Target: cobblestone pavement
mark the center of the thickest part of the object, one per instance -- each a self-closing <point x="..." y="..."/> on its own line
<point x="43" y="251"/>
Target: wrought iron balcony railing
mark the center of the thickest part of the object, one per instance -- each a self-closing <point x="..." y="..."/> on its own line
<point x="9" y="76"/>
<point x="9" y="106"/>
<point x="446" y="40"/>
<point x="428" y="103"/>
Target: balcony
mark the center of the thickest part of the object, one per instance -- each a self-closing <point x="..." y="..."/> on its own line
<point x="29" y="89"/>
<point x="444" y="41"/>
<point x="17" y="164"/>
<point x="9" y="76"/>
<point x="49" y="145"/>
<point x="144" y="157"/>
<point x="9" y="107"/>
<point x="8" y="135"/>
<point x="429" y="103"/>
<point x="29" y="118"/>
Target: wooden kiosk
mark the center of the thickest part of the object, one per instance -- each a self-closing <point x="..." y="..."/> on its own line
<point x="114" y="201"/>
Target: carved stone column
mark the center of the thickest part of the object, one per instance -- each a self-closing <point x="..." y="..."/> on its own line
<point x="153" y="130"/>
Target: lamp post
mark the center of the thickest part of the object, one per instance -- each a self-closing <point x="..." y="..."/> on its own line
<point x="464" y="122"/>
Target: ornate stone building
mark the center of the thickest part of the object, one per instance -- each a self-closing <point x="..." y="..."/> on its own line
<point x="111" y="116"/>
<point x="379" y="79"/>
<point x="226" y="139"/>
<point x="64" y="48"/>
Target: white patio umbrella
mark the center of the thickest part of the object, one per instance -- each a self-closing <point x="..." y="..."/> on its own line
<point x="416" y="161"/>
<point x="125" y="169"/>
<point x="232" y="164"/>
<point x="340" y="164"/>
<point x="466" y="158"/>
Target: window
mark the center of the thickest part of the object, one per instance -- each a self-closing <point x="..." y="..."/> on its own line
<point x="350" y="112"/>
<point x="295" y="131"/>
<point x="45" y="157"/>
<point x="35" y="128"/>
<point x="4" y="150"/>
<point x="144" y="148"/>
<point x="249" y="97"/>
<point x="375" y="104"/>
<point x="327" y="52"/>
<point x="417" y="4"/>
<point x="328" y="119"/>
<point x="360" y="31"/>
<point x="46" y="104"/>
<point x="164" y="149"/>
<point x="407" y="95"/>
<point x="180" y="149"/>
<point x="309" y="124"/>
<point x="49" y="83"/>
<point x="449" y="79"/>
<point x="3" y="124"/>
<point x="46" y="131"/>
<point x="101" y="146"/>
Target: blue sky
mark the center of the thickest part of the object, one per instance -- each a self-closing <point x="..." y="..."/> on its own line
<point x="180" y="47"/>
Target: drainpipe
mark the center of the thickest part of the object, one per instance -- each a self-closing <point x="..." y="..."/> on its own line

■ WORK INSTRUCTIONS: Reproduce all of the lines above word for word, keeping their original order.

■ CORRECT OUTPUT:
Target: cobblestone pavement
mark the center of the thickest part of the object, one per instance -- each a self-closing <point x="..." y="..."/> on its own line
<point x="43" y="251"/>
Target: wrought iron balcony railing
mark the center of the thickest part of the object, one per instance -- each a self-closing <point x="..." y="..."/> on its own line
<point x="9" y="76"/>
<point x="9" y="106"/>
<point x="446" y="40"/>
<point x="428" y="103"/>
Target: balcony
mark the center of the thickest part of the object, one per instance -- each a self-closing <point x="..." y="..."/> on its own line
<point x="29" y="89"/>
<point x="444" y="41"/>
<point x="17" y="164"/>
<point x="9" y="76"/>
<point x="49" y="145"/>
<point x="144" y="157"/>
<point x="9" y="107"/>
<point x="8" y="135"/>
<point x="429" y="103"/>
<point x="29" y="118"/>
Target: wooden kiosk
mark the center of the thickest part of the object, one per instance -- each a self-closing <point x="..." y="..."/> on its own line
<point x="114" y="201"/>
Target: carved stone column
mark the center of the thickest part of the object, one per instance -- each a self-closing <point x="..." y="..."/> on its own line
<point x="153" y="130"/>
Target: lamp post
mark the center of the thickest part of the object, one per instance -- each a self-closing <point x="..." y="..."/> on its own line
<point x="464" y="122"/>
Target: ornate stone building
mark the center of the thickest part of the object, one per instance -- each a self-closing <point x="..." y="..."/> on its own line
<point x="111" y="116"/>
<point x="379" y="79"/>
<point x="226" y="139"/>
<point x="64" y="48"/>
Target: white patio umbrella
mark the center of the thickest part of the object, one per instance -- each a self-closing <point x="..." y="..."/> on its own line
<point x="416" y="161"/>
<point x="125" y="169"/>
<point x="232" y="164"/>
<point x="340" y="164"/>
<point x="466" y="158"/>
Target: window
mark the center of the thickest part of the object, one per instance -- each a self-closing <point x="..." y="..."/> on its own line
<point x="350" y="112"/>
<point x="295" y="131"/>
<point x="45" y="157"/>
<point x="35" y="128"/>
<point x="4" y="150"/>
<point x="144" y="148"/>
<point x="249" y="97"/>
<point x="375" y="104"/>
<point x="327" y="52"/>
<point x="417" y="4"/>
<point x="328" y="119"/>
<point x="360" y="31"/>
<point x="46" y="104"/>
<point x="164" y="149"/>
<point x="407" y="95"/>
<point x="180" y="149"/>
<point x="309" y="124"/>
<point x="49" y="83"/>
<point x="449" y="79"/>
<point x="3" y="124"/>
<point x="46" y="131"/>
<point x="101" y="146"/>
Target: blue sky
mark the center of the thickest part of the object, one per instance -- each a self-closing <point x="..." y="..."/> on its own line
<point x="180" y="47"/>
Target: drainpipe
mark the center of the thickest part of the object, one per instance -- each a self-closing <point x="..." y="..."/> on its own line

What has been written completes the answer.